--- Start of Dataset ---

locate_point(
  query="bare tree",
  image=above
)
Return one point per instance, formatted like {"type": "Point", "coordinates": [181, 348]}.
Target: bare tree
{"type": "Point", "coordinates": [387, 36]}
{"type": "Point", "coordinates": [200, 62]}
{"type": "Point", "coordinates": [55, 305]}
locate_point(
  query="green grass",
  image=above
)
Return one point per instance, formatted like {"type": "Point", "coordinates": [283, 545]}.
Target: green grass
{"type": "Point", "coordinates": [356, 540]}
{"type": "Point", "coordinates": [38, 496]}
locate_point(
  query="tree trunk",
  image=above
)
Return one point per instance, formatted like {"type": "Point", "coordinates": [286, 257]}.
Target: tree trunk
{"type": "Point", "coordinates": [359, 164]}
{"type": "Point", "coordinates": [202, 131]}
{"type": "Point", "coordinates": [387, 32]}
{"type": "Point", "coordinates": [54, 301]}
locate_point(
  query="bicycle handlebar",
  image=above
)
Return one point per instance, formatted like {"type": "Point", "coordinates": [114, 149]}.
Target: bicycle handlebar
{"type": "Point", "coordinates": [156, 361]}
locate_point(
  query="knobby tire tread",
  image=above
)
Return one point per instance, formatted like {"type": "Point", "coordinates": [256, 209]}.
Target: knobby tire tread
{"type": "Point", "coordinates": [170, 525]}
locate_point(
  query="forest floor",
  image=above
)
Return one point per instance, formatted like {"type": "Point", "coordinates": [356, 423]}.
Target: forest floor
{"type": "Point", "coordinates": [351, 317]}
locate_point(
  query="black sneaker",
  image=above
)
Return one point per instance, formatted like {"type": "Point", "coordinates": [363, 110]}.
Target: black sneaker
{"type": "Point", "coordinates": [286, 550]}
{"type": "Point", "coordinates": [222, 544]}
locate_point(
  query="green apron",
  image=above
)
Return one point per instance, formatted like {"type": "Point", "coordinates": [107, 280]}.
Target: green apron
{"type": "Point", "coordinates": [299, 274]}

--- End of Dataset ---

### What this task involves
Nothing should be left out: repeat all of the data exactly.

### Completed task
locate_point(
  query="bare tree",
  image=above
)
Return one point per instance, formatted like {"type": "Point", "coordinates": [181, 348]}.
Target: bare tree
{"type": "Point", "coordinates": [387, 36]}
{"type": "Point", "coordinates": [200, 62]}
{"type": "Point", "coordinates": [55, 305]}
locate_point(
  query="green grass",
  image=above
)
Return one point per instance, formatted like {"type": "Point", "coordinates": [283, 545]}.
Target: green grass
{"type": "Point", "coordinates": [356, 540]}
{"type": "Point", "coordinates": [38, 496]}
locate_point(
  query="tree trunk",
  image=above
)
Return one point per instance, formatted like {"type": "Point", "coordinates": [286, 257]}.
Target: tree trunk
{"type": "Point", "coordinates": [359, 164]}
{"type": "Point", "coordinates": [202, 131]}
{"type": "Point", "coordinates": [387, 32]}
{"type": "Point", "coordinates": [54, 301]}
locate_point(
  query="bicycle handlebar",
  image=above
)
Return one point per instance, formatted like {"type": "Point", "coordinates": [114, 149]}.
Target: bicycle handlebar
{"type": "Point", "coordinates": [156, 361]}
locate_point(
  query="knobby tire tread",
  image=above
)
Return one point per instance, formatted like {"type": "Point", "coordinates": [256, 209]}.
Target: knobby tire tread
{"type": "Point", "coordinates": [170, 525]}
locate_point(
  query="forest floor",
  image=above
)
Return one point per instance, formatted like {"type": "Point", "coordinates": [356, 423]}.
Target: forest floor
{"type": "Point", "coordinates": [351, 317]}
locate_point(
  query="black sneaker",
  image=above
)
Return one point per instance, formatted like {"type": "Point", "coordinates": [363, 110]}.
Target: black sneaker
{"type": "Point", "coordinates": [286, 550]}
{"type": "Point", "coordinates": [222, 544]}
locate_point(
  query="green apron",
  image=above
)
Return one point per instance, formatted like {"type": "Point", "coordinates": [107, 280]}.
Target: green apron
{"type": "Point", "coordinates": [299, 274]}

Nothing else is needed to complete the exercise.